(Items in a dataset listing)
==================================================

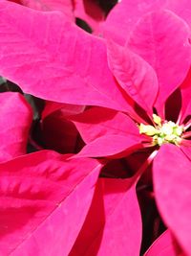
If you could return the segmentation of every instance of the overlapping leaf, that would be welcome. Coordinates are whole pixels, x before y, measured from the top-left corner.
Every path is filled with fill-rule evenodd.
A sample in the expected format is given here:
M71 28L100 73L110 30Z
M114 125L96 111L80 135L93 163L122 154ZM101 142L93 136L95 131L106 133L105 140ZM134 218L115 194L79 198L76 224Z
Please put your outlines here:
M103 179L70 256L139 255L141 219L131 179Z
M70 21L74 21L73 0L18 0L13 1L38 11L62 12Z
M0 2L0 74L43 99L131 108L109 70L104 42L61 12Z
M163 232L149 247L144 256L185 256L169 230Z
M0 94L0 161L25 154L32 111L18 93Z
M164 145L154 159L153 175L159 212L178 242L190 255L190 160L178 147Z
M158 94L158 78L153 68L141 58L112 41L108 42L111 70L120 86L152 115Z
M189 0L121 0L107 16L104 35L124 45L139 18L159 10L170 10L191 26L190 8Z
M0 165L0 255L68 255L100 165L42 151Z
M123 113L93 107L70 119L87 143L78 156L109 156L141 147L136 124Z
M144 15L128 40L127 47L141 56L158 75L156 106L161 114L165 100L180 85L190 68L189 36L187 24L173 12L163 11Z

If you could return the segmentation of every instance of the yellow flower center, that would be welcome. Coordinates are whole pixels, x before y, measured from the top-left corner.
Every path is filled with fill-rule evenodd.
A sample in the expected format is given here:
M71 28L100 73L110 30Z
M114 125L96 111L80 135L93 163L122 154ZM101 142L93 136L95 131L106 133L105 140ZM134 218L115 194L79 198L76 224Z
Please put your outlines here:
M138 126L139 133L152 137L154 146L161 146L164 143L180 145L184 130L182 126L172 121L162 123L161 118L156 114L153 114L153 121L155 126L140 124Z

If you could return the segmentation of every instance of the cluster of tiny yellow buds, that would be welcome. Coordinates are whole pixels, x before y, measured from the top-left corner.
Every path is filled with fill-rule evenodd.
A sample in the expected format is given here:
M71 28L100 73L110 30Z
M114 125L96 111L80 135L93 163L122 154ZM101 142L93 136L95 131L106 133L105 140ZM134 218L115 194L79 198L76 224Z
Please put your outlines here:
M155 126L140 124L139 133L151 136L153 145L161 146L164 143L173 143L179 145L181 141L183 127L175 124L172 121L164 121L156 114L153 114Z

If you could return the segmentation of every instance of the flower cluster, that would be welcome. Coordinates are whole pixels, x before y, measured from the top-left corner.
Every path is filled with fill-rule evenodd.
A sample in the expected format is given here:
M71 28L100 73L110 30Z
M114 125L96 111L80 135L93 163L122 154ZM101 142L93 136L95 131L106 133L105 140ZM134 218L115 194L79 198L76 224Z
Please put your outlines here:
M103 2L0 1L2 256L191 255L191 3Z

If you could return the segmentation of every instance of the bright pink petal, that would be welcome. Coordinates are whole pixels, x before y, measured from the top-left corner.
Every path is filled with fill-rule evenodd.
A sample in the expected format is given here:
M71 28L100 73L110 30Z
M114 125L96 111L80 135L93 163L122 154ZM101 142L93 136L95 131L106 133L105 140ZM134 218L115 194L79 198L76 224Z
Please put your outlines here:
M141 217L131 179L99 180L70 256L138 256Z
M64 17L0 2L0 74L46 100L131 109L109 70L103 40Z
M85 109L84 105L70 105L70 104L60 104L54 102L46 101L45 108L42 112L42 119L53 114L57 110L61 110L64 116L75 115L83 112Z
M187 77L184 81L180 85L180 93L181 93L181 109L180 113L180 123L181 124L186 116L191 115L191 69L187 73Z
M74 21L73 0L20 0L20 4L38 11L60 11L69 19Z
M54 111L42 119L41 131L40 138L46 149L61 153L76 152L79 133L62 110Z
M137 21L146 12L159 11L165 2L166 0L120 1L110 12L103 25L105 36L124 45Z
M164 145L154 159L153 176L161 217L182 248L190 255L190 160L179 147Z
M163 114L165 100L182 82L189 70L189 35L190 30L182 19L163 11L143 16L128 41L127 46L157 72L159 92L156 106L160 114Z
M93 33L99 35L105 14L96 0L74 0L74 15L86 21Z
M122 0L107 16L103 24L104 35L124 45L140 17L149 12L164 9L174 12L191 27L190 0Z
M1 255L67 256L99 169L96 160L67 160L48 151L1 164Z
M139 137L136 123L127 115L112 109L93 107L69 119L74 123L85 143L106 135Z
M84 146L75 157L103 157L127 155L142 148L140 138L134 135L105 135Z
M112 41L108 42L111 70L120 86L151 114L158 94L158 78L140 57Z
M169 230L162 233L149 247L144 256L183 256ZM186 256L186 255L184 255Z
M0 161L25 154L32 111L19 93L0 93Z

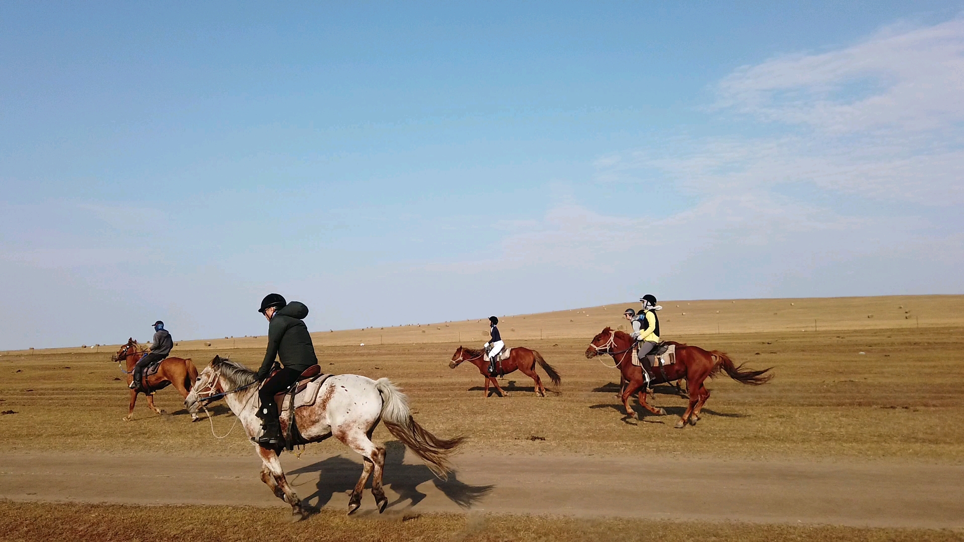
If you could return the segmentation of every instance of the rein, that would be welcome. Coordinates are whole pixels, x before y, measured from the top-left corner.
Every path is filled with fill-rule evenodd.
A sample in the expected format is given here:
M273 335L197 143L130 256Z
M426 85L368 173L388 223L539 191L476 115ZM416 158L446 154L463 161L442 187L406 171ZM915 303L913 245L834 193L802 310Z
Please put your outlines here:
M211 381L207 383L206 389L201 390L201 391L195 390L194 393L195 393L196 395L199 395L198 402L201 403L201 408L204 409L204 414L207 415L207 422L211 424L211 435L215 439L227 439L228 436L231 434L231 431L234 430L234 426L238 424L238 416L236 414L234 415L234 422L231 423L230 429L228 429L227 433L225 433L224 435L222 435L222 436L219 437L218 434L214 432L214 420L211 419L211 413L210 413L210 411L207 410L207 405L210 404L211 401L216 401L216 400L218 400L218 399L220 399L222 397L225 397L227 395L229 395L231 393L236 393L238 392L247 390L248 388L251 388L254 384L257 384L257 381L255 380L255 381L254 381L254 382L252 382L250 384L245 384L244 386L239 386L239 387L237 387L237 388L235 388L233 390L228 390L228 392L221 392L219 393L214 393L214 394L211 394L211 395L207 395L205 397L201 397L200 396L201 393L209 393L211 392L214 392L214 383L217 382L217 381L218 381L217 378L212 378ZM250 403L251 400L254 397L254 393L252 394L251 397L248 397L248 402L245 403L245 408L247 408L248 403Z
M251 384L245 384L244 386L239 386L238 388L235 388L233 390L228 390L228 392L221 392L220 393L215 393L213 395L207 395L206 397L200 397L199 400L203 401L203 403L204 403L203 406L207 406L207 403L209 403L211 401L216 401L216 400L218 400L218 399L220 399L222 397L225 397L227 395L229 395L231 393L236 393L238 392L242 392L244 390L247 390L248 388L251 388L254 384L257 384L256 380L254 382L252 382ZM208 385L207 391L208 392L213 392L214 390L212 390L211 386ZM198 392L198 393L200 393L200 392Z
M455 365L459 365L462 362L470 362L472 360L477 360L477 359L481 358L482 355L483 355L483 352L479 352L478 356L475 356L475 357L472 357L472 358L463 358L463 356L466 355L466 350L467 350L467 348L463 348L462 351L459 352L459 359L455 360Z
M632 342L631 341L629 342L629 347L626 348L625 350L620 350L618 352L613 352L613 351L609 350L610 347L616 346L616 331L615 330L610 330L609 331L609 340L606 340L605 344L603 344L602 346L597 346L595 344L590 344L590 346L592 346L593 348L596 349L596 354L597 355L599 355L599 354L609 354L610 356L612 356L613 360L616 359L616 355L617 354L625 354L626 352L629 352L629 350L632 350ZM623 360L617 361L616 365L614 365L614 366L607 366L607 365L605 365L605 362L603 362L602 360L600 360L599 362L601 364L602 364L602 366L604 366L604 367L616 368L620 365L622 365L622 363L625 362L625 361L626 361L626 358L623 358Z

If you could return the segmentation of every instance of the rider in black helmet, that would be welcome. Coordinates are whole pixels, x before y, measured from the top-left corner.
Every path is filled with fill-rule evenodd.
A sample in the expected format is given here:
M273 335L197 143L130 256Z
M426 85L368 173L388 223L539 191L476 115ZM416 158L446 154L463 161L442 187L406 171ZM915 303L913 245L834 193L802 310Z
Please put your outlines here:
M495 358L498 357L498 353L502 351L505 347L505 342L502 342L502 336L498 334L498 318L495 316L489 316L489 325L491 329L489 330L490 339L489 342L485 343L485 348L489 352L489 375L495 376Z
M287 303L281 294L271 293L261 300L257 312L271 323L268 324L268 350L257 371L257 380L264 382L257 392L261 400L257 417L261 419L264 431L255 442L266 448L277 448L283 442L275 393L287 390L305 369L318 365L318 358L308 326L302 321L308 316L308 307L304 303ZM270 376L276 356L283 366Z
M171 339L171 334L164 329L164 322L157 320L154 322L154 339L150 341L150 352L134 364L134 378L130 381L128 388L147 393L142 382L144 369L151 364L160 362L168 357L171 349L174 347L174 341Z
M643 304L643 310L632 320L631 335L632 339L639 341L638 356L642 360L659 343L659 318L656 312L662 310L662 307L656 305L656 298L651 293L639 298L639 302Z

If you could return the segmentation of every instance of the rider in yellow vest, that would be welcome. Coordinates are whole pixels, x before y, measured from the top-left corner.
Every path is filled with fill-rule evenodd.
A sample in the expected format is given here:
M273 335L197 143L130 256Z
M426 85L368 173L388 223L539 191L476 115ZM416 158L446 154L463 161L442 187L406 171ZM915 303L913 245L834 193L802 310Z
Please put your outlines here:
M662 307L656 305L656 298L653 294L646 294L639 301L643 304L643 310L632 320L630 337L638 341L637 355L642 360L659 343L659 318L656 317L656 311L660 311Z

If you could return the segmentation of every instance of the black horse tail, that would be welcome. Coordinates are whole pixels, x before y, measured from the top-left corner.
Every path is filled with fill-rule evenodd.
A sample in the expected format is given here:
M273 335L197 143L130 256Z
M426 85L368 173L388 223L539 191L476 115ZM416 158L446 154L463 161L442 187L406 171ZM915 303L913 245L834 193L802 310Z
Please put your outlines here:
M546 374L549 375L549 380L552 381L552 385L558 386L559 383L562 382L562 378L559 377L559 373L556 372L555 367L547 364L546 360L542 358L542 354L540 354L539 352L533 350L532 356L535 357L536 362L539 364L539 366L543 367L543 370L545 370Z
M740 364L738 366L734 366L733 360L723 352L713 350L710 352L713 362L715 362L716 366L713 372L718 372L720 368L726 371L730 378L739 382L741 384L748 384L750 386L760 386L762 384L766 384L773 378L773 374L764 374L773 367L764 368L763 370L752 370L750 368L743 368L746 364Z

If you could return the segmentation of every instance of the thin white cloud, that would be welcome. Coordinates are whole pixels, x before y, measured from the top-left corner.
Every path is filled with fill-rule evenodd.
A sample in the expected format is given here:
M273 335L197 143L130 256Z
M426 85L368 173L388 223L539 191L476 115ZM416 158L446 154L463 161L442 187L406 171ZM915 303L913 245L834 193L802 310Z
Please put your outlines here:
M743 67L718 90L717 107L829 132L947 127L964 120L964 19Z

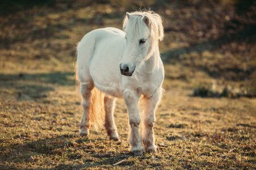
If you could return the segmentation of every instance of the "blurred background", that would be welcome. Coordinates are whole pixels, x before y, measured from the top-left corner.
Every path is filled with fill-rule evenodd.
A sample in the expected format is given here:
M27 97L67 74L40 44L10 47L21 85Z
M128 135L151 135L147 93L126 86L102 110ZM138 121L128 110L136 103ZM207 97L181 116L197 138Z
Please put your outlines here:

==================================================

▶ [What to produce] Reproduce the listing verbatim from its start down to the line containing "M123 113L93 107L70", with both ends included. Omit the pictures from the output.

▶ [Solution to this problem]
If you could return the segmentation of every instance of the overlapping leaf, that would be welcome. Coordinates are whole pixels, x before y, measured from the top-left corner.
Every path is filled with fill-rule evenodd.
A sample in the expected format is given here:
M71 28L100 73L110 30Z
M114 125L96 111L80 135L93 163L122 154ZM101 142L93 136L95 131L106 133L105 140ZM134 218L115 194L79 198L76 224Z
Please put your outlines here:
M103 179L70 256L139 255L141 219L131 179Z
M70 21L74 21L73 0L18 0L13 1L38 11L62 12Z
M0 2L0 74L43 99L131 108L109 70L104 42L61 12Z
M163 232L149 247L144 256L185 256L169 230Z
M0 94L0 161L25 154L32 111L18 93Z
M164 145L154 159L153 175L159 212L178 242L190 255L190 160L178 147Z
M158 94L158 78L153 68L141 58L112 41L108 42L111 70L120 86L152 115Z
M189 0L121 0L107 16L104 35L124 45L139 18L159 10L170 10L191 26L190 8Z
M0 165L0 255L68 255L100 165L42 151Z
M123 113L93 107L70 119L87 143L78 156L109 156L141 147L136 124Z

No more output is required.